• _Problem_
Please copy the entries word for word, from the line with "soldier's head, which" to the line with "pixel 525 189", both included.

## Begin

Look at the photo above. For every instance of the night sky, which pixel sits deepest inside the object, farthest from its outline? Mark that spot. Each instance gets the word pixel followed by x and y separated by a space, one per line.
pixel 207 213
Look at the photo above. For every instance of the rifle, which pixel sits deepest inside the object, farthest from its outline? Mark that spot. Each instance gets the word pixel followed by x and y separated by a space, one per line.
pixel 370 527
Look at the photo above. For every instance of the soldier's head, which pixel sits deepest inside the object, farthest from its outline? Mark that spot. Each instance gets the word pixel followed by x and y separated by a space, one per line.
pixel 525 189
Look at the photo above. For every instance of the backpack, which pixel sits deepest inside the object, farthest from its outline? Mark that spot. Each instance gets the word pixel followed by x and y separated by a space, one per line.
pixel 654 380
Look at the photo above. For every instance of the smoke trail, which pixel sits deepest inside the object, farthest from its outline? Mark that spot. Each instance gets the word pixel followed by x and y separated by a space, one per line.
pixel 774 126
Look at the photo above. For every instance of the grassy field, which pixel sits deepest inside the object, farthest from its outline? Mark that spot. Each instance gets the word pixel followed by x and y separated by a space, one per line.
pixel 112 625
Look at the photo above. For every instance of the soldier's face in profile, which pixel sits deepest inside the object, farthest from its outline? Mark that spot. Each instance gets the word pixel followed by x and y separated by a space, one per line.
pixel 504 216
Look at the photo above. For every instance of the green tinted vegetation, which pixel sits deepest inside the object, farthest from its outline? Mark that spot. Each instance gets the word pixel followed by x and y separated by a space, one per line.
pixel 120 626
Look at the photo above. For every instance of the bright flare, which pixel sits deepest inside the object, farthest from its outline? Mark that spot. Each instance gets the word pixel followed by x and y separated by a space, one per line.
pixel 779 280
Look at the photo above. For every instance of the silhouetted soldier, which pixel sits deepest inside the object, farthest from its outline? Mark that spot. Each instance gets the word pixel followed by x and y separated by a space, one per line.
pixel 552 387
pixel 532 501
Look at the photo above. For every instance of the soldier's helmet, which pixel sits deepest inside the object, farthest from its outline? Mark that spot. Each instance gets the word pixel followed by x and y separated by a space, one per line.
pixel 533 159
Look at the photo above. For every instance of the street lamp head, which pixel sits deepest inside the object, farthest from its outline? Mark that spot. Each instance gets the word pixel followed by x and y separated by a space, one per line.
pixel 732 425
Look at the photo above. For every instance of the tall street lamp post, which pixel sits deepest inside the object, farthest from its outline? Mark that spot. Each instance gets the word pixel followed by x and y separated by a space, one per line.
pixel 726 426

## End

• _Expected answer_
Look at the photo above. For every instance of the soldier's head, which pixel sits deepest inside the object, farthest from its outline? Mark that spot. Each instance gets the word pixel followed by x and y separated by a space, one per line.
pixel 525 189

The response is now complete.